[Begin RECORDED INFORMATION]

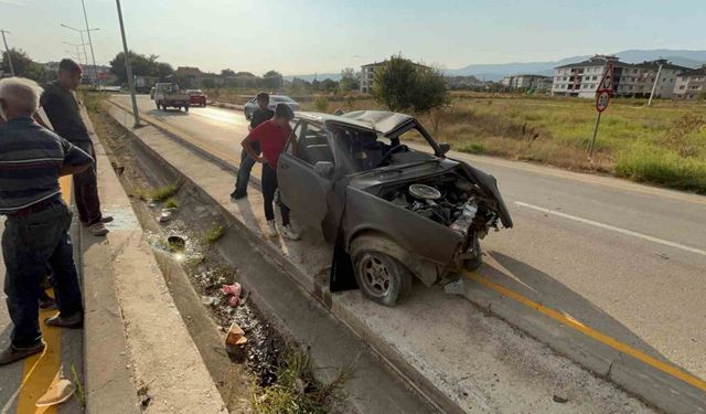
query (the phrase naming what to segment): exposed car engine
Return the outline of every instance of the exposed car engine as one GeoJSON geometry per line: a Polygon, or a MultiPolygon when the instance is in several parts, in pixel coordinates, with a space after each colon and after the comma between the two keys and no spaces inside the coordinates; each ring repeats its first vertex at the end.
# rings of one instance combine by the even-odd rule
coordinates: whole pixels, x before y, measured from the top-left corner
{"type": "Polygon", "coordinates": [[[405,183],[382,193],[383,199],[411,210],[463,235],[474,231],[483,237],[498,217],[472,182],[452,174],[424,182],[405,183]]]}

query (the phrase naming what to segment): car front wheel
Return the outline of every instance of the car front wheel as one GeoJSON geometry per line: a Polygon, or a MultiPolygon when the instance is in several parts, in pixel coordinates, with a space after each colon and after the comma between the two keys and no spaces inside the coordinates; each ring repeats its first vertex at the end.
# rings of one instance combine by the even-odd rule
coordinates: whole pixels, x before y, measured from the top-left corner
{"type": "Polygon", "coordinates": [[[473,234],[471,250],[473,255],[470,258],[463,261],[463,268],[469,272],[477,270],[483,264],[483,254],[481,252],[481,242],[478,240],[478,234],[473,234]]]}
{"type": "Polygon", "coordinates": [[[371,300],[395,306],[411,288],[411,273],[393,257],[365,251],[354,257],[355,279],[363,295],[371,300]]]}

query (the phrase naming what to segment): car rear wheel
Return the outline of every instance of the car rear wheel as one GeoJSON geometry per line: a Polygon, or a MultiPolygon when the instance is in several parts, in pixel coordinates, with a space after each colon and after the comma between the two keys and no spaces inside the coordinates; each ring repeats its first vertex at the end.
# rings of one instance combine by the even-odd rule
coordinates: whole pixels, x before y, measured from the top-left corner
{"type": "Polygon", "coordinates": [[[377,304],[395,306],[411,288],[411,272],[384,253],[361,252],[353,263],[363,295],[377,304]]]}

[End RECORDED INFORMATION]

TASK TO CARRY OUT >> Rewrite all of the items above with "top-left corner" changed to "upper-left corner" and everything else left as it is, omitting the pictures.

OUTPUT OF THE TASK >>
query (the phrase naming what to segment): exposed car engine
Return the outline of every instance of the exposed car engine as one GeoJSON geometry per line: a Polygon, or a MultiPolygon when the instance is in several parts, in pixel coordinates, with a space after each colon and after the comma between the two keys and no spaces inside the coordinates; each ring repeats its first vertex at the end.
# rings of one instance combine by the even-odd rule
coordinates: whole pixels, x before y, measured from the upper-left corner
{"type": "Polygon", "coordinates": [[[405,183],[382,193],[383,199],[411,210],[463,235],[474,231],[483,237],[498,217],[472,182],[452,174],[424,182],[405,183]]]}

query (the phrase naming what to segment): car front wheel
Return the outline of every instance of the car front wheel as one GeoJSON geometry per line: a Polygon, or a MultiPolygon when the instance is in several parts, in pixel coordinates, with a space after each colon and after the comma between the two keys and no spaces inside the coordinates; each ring repeats its first vertex at the end.
# rings of one instance combine by the even-odd rule
coordinates: whole pixels, x before y, measured from the upper-left corner
{"type": "Polygon", "coordinates": [[[473,234],[471,250],[473,255],[470,258],[463,261],[463,268],[469,272],[477,270],[483,264],[483,254],[481,252],[481,242],[478,240],[478,234],[473,234]]]}
{"type": "Polygon", "coordinates": [[[371,300],[395,306],[411,288],[411,273],[393,257],[365,251],[354,257],[355,279],[363,295],[371,300]]]}

query (the phrase naming what to segment): car rear wheel
Return the outline of every instance of the car rear wheel as one GeoJSON geometry per line: a Polygon, or a MultiPolygon when the instance is in several parts, in pixel coordinates, with a space after each colon and after the comma between the two keys and no spaces inside the coordinates; each ring repeats its first vertex at the end.
# rings of one instance combine by the even-odd rule
coordinates: whole pixels, x before y, measured from the upper-left corner
{"type": "Polygon", "coordinates": [[[377,304],[395,306],[411,288],[411,272],[384,253],[361,252],[353,263],[363,295],[377,304]]]}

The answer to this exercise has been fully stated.